#### [EXERCISE PASSAGE]
Calif. firefighters key to SWAT active-shooter competition

A scenario at Urban Shield 2013 challenged SWAT teams to incorporate the Fremont Fire Department into their active shooter response plans

By Doug Wyllie

Name one thing a SWAT team could do to increase the survivability of the victims of an active shooter. Have a tactical EMS medic (or two) on the team, right?

Now take that to the next level. What’s next? What about brining paramedics and EMTs into the fight? That would require some serious multi-discipline training, but that might be time well spent if it saves just one life.

Alameda County (Calif.) Sheriff Gregory Ahern — and his tremendous team of planners who put together Urban Shield 2013 — thinks it does, because this mindset was in evidence at Scenario 19 during this year’s event.

Inspired by the April 2012 incident at Oikos University in Oakland that left seven people dead, this training exercise specifically challenged the competing SWAT teams to incorporate personnel from the Fremont (Calif.) Fire Department into their plans to deal with an active shooter.

In an event such as this one — or in real-world tragedies like we saw in Aurora, Colo. and Newtown, Conn. — the faster the victims are medically attended to, the more likely they are to live.

Scenario 19
In this scenario, the site was not Code Four by any stretch of the imagination. The SWAT team was briefed that an active shooter was secured and barricaded in one room in the mock high-rise at the Fremont Fire training campus. They also learned that there were a number of victims — all of whom had been shot — sheltered in place in another room in the building.

The goal for the SWAT teams was to escort Fremont Fire personnel into the warm zone so they could provide aid, while also tactically making their own way to the gunman. The decisions the teams had to make were extraordinary.

Embedded firefighters were instructed to tell SWAT personnel, “Here! I need you here! Apply pressure to this wound!”

Then, that barricaded suspect began threatening to shoot from a second-floor window.

What to do? Should they split the team and leave SWAT guys to provide 360 to those victims and firefighter partners? Do you tell those folks to hunker down and take the whole team to deal with the armed threat?

In most SWAT training involving medically trained personnel, we’re dealing with SWAT guys who are also TEMS guys. In this scenario, we had “ordinary firefighters,” as the site captain put it to me.

Not armed. Not SWAT trained. Just going in and providing life-saving tactics under the armed protection of the SWAT teams competing in Urban Shield. A real challenge, for all involved.

San Leandro SWAT test
I was privileged to observe the stellar team from San Leandro (Calif.) SWAT for this scenario. The San Leandro PD has clearly done prior work with their firefighter partners — and kudos to them for that.

During the briefing before the exercise, the team asked well-informed questions about how to best interact with the firefighters in the scenario. During execution of the exercise, their use of the fire assets was outstanding.

#### [INSTRUCTIONS]
1 – Answer these from the article on the Urban Shield firefighter scenario:
(a) What incident inspired the training exercise?
(b) Where was the mock high-rise used in Scenario 19?
(c) Which SWAT team did the writer observe?
2 – Carry on the article about the Urban Shield firefighter scenario from where it stops.

Data extracted from a collection
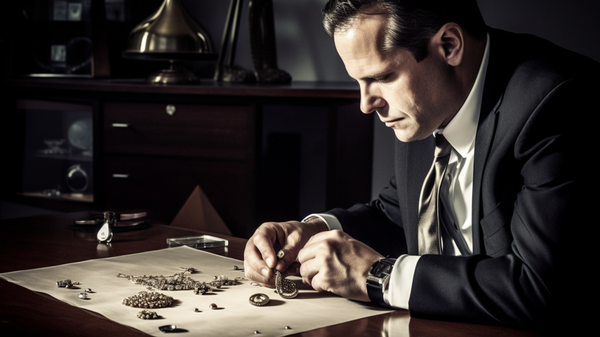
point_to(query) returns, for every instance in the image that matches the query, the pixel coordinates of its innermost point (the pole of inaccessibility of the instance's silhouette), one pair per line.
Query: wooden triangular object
(199, 214)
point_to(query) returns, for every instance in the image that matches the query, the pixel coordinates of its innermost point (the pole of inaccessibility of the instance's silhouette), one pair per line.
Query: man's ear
(450, 42)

#### [ANSWERS TO THIS EXERCISE]
1 –
(a) The April 2012 incident at Oikos University in Oakland, which left seven people dead.
(b) At the Fremont Fire training campus.
(c) San Leandro (Calif.) SWAT.

2 –
They had that team of firefighters fully protected to do their jobs. They worked with the embedded fire responders to efficiently move ambulatory and non-ambulatory victims to safety.

Guys who probably had never said word one to each other before the pre-exercise brief, working together like a well-oiled machine.

It was beautiful. Not perfect, but beautiful nonetheless. There were certainly some opportunities for improvement, but the practice field is the place to discover those — not a real-world scenario!

A great (and repeatable) training partnership
The firefighters I encountered at this training scenario were nothing short of amazing. They were as gung-ho to train as any of the coppers with whom I usually do my training.

I won’t quote any of them by name — I’m pretty sure they’re not approved spokesmen for their great department — but comments ranged from “this great training” to “this was an amazing opportunity to “a great opportunity to work on our skills.”

One guy did lament that there wasn’t a bed or a cot or a La-Z-Boy available. I’ll let that one go. After all, he was on site for the full 48 hours, and if I were him I’d be looking for some nap time between drills too.

Make no mistake, I’d go into a firefight — with gunfire and/or an actual raging fire — with any one of these folks any day of the week. To say that Fremont Fire Department is top tier is to fail in fully crediting them with their excellence.

In my opinion, they’re an exemplary model for any FD to call upon for training tips.

Purpose-built training opportunity
If you have the right police and fire leaders, you can create similar training scenarios in your area. The Fremont facility is practically brand new — they’ve been running academies there for just about two years now — but new or well-worn, somewhere in your region something like it exists.

Take full advantage.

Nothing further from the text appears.